— Start —
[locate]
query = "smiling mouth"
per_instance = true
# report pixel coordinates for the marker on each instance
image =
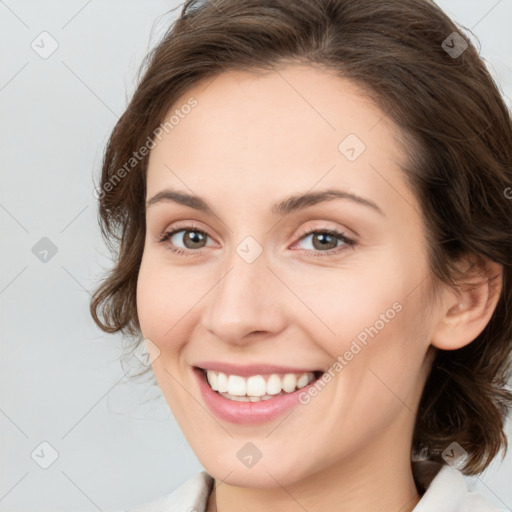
(256, 388)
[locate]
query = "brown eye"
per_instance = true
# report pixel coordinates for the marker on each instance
(184, 239)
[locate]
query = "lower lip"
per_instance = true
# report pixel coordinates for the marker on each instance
(247, 413)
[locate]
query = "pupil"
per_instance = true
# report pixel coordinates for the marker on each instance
(324, 239)
(194, 237)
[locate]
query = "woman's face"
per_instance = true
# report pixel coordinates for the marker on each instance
(244, 282)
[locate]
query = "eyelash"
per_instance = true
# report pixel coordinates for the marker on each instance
— End —
** The exercise **
Rewrite all the entries above line by line, requests included, and add 92 to each pixel coordinate in the answers. Leave the picture out of your answer.

** Task answer **
[locate]
query = "smiling mouth"
per_instance = true
# report pixel coordinates for the marker on each instance
image =
(348, 480)
[locate]
query = "brown eye"
per_instance = true
# report pixel coordinates for the marker on each instance
(276, 331)
[locate]
query = "lower lip"
per_instance = true
# report pixel coordinates for the marker on each instance
(339, 505)
[locate]
query = "pupil"
per_instance = true
# report pixel coordinates for the marker on each instance
(416, 331)
(286, 329)
[locate]
query = "woman's face"
per_instance = true
# report pixel coordinates for the marker on each instance
(336, 374)
[locate]
query = "eyelash"
per_instance = true
# report pixel coordinates for the marker on each instance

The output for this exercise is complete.